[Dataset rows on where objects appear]

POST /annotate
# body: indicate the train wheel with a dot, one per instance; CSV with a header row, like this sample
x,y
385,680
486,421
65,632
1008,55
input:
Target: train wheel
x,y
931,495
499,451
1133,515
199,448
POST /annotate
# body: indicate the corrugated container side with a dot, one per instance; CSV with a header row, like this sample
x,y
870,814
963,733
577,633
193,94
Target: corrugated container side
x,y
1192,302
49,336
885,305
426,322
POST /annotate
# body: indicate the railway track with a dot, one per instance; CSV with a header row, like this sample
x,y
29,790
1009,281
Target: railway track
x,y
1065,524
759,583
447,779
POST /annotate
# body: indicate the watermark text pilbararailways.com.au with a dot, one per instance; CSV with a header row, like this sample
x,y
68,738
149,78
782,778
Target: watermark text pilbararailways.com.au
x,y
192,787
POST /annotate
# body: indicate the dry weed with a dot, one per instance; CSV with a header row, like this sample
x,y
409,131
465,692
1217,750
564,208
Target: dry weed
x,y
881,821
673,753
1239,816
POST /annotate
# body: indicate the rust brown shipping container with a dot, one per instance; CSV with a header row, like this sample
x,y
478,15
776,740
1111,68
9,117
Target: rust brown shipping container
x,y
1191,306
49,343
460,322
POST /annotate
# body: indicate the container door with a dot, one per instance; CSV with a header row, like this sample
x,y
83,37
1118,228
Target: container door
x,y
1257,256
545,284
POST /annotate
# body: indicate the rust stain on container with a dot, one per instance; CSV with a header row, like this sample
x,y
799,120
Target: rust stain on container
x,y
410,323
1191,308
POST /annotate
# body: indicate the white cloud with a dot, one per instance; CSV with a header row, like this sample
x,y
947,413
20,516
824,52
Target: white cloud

SHORT PROBLEM:
Repeat the entries above exactly, leaving nothing out.

SOLUTION:
POST /annotate
# body: indicate the train wheel with a dot, one per instance; CSV with a header row, like this sample
x,y
385,680
486,421
65,632
1008,55
input:
Target: train wheel
x,y
931,495
499,451
1133,515
199,448
POST /annotate
# body: indicate the corrugated container side with a dot, one per instance; CSV with a header row, like this sample
x,y
870,814
963,733
577,633
193,94
Target: corrugated container side
x,y
1192,302
49,336
885,305
426,322
POST /annotate
# body: indicate the railway track with a dot, one per instance; CSV with a header row, like this sample
x,y
29,790
1009,281
Target: railway track
x,y
1065,524
759,583
447,779
POST /annotate
# body: indicate the watermark text pilbararailways.com.au with a dot, one per instance; CSV with a header row, like this sample
x,y
68,738
149,78
782,778
Target: watermark text pilbararailways.com.au
x,y
192,787
POST /annotate
# body: indicate the dry weed with a dot, one per instance; CSV with a header row, like this sample
x,y
409,131
465,692
1217,750
564,208
Target: dry weed
x,y
881,821
673,753
1239,816
POST /annotate
# body: indicate the rust brown shipping container with a dot, one per instance; CSV with a header row, like this sample
x,y
478,15
776,740
1111,68
9,117
Target: rust brown shipping container
x,y
1191,306
49,343
460,322
POST /annotate
# body: indicate the container door with a dot, one per instance; CSV with a header row, like this sample
x,y
83,37
1118,228
Target: container door
x,y
1257,256
545,284
POST /annotate
# body: indicate the rust stain on container with a dot, one per instance; CSV with a header row, like this sample
x,y
799,120
Target: rust stain on container
x,y
410,323
1191,308
POST /annotate
# body: indicate the white cloud with a dot, one per instance; CSV with a header row, like this sample
x,y
947,413
20,516
824,52
Target: white cloud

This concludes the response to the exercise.